→ **Permintaan**:
Kutip persis bagian teks sumber mulai dari "Silent treatment adalah" sampai dengan "diam seribu kata.".

→ **Teks sumber**:
Parents pernah mengalami nggak tiba-tiba didiamkan oleh pasangan? Parents tidak tahu apa yang salah, tapi Parents tahu ada yang salah. Pasangan tiba-tiba menjadi lebih pendiam atau bahkan tidak berkata apa-apa. Ketika mengalami ini artinya Parents sedang di-silent treatment oleh pasangan

Silent treatment adalah sebuah cara yang dilakukan seseorang untuk membuat pasangannya merasakan rasa sakit secara emosional sebagai konsekuensi dari rasa marah yang ia rasakan. Ia mengekspresikan rasa kesalnya dengan cara-cara non verbal seperti helaan nafas yang lebih berat atau lebih panjang, menghindari kontak mata, pura-pura sibuk, menghindar, dan termasuk diam seribu kata.

→ **Cuplikan data**:

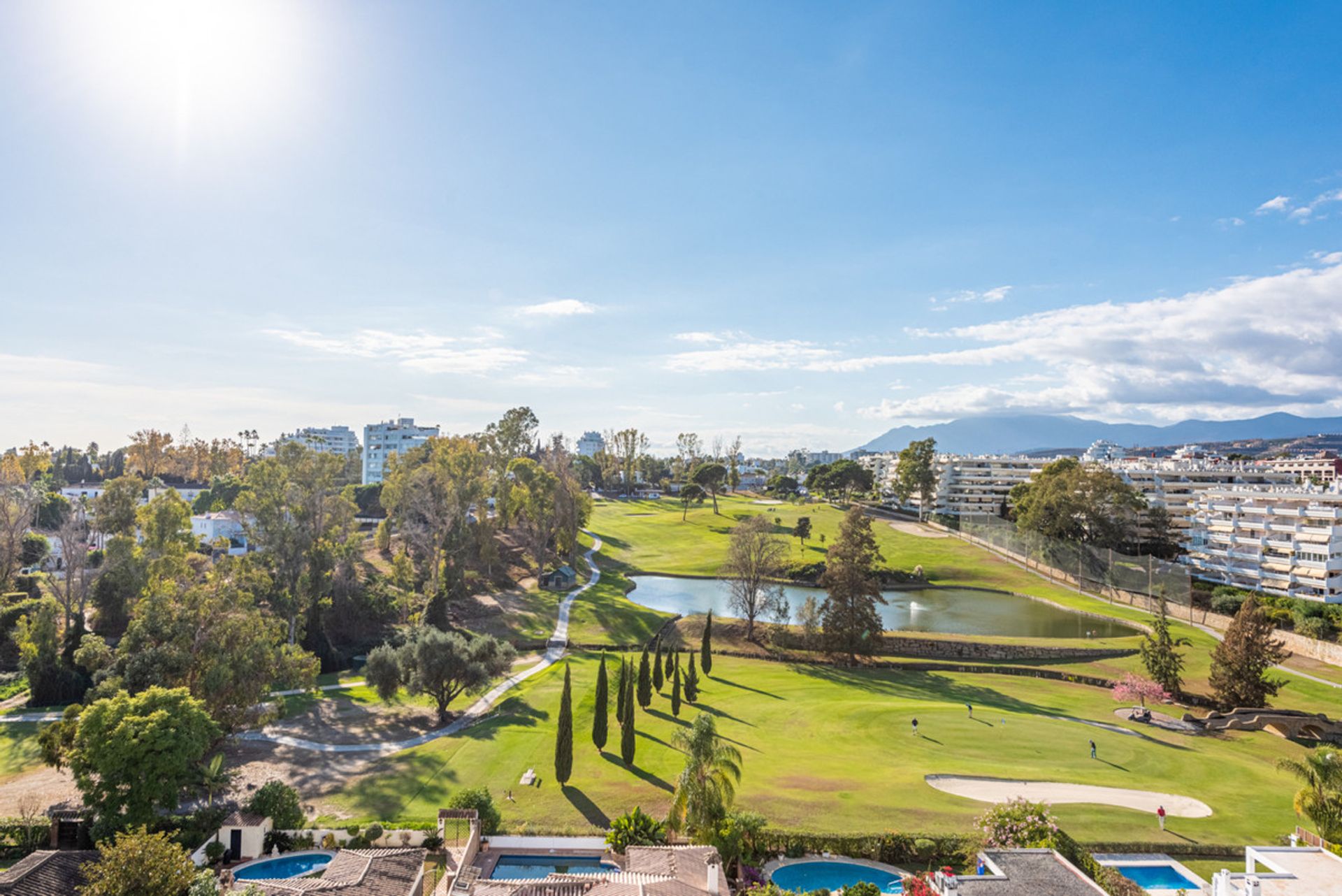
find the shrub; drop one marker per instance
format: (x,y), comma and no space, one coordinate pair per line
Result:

→ **Hasil pengerjaan**:
Silent treatment adalah sebuah cara yang dilakukan seseorang untuk membuat pasangannya merasakan rasa sakit secara emosional sebagai konsekuensi dari rasa marah yang ia rasakan. Ia mengekspresikan rasa kesalnya dengan cara-cara non verbal seperti helaan nafas yang lebih berat atau lebih panjang, menghindari kontak mata, pura-pura sibuk, menghindar, dan termasuk diam seribu kata.